Direction >>
In the lines below, switch every instance of "annotation pipeline" to "labeling workflow" and give the lines again with nothing else changed.
------------
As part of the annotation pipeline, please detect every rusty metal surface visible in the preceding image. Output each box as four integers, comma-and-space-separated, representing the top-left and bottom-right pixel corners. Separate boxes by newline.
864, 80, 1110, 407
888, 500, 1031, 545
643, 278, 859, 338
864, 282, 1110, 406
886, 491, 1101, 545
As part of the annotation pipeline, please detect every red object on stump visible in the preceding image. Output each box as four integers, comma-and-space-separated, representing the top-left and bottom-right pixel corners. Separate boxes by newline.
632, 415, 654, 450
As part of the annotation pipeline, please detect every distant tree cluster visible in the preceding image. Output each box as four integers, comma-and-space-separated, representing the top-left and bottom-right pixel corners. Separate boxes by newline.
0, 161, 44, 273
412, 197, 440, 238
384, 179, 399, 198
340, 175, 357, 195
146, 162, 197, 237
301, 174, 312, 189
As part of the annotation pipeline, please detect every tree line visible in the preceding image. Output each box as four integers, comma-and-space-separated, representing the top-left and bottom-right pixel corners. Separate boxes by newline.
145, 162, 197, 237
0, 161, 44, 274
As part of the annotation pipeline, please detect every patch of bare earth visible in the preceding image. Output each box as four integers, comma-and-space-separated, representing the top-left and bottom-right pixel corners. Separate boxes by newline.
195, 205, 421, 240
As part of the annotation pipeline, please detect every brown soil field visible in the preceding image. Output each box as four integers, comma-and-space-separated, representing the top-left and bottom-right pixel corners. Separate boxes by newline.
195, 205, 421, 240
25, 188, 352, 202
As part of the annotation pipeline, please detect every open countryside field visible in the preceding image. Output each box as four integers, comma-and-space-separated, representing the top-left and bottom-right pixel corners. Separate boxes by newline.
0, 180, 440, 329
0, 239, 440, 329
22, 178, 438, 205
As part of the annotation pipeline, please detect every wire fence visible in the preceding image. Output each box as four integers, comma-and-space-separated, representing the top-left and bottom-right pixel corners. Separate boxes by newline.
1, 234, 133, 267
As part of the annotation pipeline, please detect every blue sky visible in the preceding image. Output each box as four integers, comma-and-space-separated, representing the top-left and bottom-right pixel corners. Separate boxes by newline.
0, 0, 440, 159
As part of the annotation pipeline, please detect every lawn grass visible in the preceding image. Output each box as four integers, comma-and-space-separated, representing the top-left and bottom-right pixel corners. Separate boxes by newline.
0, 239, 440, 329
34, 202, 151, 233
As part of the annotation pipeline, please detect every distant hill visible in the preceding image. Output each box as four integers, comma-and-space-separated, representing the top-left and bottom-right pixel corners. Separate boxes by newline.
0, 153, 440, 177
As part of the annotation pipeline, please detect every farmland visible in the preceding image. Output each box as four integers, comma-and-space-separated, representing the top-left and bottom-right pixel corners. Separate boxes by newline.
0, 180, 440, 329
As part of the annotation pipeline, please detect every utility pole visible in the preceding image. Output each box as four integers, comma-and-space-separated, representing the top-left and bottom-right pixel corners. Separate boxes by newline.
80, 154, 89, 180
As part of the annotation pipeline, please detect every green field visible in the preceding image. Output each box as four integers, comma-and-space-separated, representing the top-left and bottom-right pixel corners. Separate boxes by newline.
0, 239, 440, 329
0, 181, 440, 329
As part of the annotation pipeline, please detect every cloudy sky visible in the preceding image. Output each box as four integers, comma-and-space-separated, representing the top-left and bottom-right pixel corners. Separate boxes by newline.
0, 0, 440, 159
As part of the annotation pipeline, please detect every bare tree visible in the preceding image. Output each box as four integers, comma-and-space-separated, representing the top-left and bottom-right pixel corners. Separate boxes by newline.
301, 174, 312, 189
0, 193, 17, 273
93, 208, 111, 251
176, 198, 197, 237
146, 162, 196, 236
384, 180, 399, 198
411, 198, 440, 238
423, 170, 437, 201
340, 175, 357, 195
------------
Worked answer >>
As part of the labeling workflow, please detect every rusty metal surface visible in the preceding image. Output each box as four integers, comma-and-space-separated, representing the top-left and bottom-right pixel corners. Separate boxes by newline.
864, 80, 1110, 407
888, 500, 1031, 545
643, 278, 859, 338
864, 282, 1110, 406
886, 491, 1101, 545
As part of the labeling workflow, please detect every red object on stump visible in the preceding image. Output each box as four integers, comma-and-space-separated, representing the top-left and bottom-right pixel corners. Separate boxes by newline.
632, 415, 654, 450
As part of the labeling workflow, please detect every distant tree cluster visible in the preceding image. Output each box as four integers, comma-and-space-separated, representing the top-left and bottom-right pixel corners. Separate boxes by newline.
0, 161, 44, 273
412, 197, 440, 238
384, 179, 399, 198
340, 175, 357, 195
146, 162, 197, 237
301, 174, 312, 189
As part of the labeling workflow, please detect every tree line visible in the preceding image. Output each box as four integers, comma-and-space-separated, representing the top-left and bottom-right pixel corners. Separate boxes by newline.
145, 162, 197, 237
0, 161, 44, 274
As part of the labeling workflow, please detect every patch of bare earth visible in the preceding image. Output each box as four integers, comma-and-space-separated, representing the top-left and bottom-right pixel corners. Separate boxes by newline.
195, 205, 421, 240
As part of the labeling workflow, please detect every brown soil field visible in the preceding image. Output each box as four integers, comma-and-space-separated, representing the top-left and bottom-right pixel corners. Separate boxes by newline.
195, 205, 421, 240
25, 188, 352, 202
As part of the labeling workflow, please detect every open countryside field visible in the preceding image. Output each box as four integers, comma-and-space-separated, representing the top-left and bottom-right pixel corners. Separate boxes by newline.
0, 180, 440, 329
0, 239, 440, 329
22, 178, 438, 205
As part of the labeling workflow, please detect every wire fence visible in the preceding image. Output each box as four integers, comma-and-space-separated, representing the top-left and bottom-right pixel corners. Separate boxes by newline.
1, 234, 133, 267
As part of the labeling workflow, please detect every blue sky visible in the preceding image. Output each box as four integers, comma-and-space-separated, representing the top-left and bottom-right pixel corners. Separate boxes by newline.
0, 0, 440, 159
As part of the labeling workflow, please detect every lawn grass visible in the preceding image. Output each box as four integers, comma-and-space-separated, representing the top-left and bottom-right pixel corners. Separate boxes by newline.
0, 239, 440, 329
34, 202, 151, 233
As part of the labeling workflow, please detect every distant hill visible in the preceding image. Output each box as four integers, comma-and-space-separated, representing the top-left and bottom-right pixel corners. Separate boxes by newline.
0, 153, 440, 177
As part of the labeling workflow, please detect every farmland visible in the preceding image. Output each box as four integers, comma-and-space-separated, representing the top-left and bottom-right pixel corners. Separate boxes by newline.
0, 180, 440, 329
As part of the labeling workflow, please detect every utility pole visible in the preceding image. Output each box as four integers, comma-and-space-separated, representing the top-left and bottom-right pixel corners. Separate boxes by newline.
80, 154, 89, 180
As part of the labeling workflow, please detect every green field visible in the preceding image. Output each box as four integers, comma-and-space-separated, representing the top-left and bottom-right pixel corners. Separate boxes by newline.
0, 239, 440, 329
0, 181, 440, 329
As part of the labeling workflow, please detect every cloudy sky visible in the preceding image. Output each box as four integers, comma-and-space-separated, representing the top-left and bottom-right pixel corners. Separate boxes by newline.
0, 0, 440, 159
As part of the labeling workflow, please detect every bare tree visible in the preceding image. Output each box as four integers, comma-and-space-separated, representing the top-left and bottom-right pixel corners. Separate boxes by newline.
301, 174, 312, 189
0, 193, 17, 273
93, 208, 111, 251
176, 198, 197, 237
146, 162, 196, 236
384, 180, 399, 198
411, 198, 440, 238
423, 170, 437, 201
340, 175, 357, 195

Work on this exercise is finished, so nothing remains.